Input data:
Segment Open
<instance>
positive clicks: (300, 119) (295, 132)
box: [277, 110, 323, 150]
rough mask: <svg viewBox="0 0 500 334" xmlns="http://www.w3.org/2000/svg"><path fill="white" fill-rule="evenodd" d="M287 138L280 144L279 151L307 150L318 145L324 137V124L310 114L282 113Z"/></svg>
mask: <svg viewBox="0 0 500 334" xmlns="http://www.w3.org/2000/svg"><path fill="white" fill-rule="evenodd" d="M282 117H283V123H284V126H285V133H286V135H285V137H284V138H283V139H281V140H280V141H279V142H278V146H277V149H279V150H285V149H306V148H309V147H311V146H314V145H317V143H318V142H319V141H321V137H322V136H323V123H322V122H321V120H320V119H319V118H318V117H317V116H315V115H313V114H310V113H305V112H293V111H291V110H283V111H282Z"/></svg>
Segment Closed
What you will do: Which lines run from the one with "box: [277, 110, 323, 150]" through the end of the listing above? Restate them word for word, with nothing else.

Response to this exercise:
box: [277, 110, 323, 150]
rough mask: <svg viewBox="0 0 500 334" xmlns="http://www.w3.org/2000/svg"><path fill="white" fill-rule="evenodd" d="M287 138L280 144L279 151L307 150L318 145L324 137V124L310 114L282 113Z"/></svg>
mask: <svg viewBox="0 0 500 334" xmlns="http://www.w3.org/2000/svg"><path fill="white" fill-rule="evenodd" d="M282 117H283V123H284V126H285V133H286V135H285V137H284V138H283V139H281V140H280V141H279V142H278V146H277V149H279V150H285V149H306V148H309V147H311V146H314V145H317V143H318V142H319V141H321V137H322V136H323V123H322V122H321V120H320V119H319V118H318V117H317V116H315V115H313V114H310V113H305V112H293V111H291V110H283V111H282Z"/></svg>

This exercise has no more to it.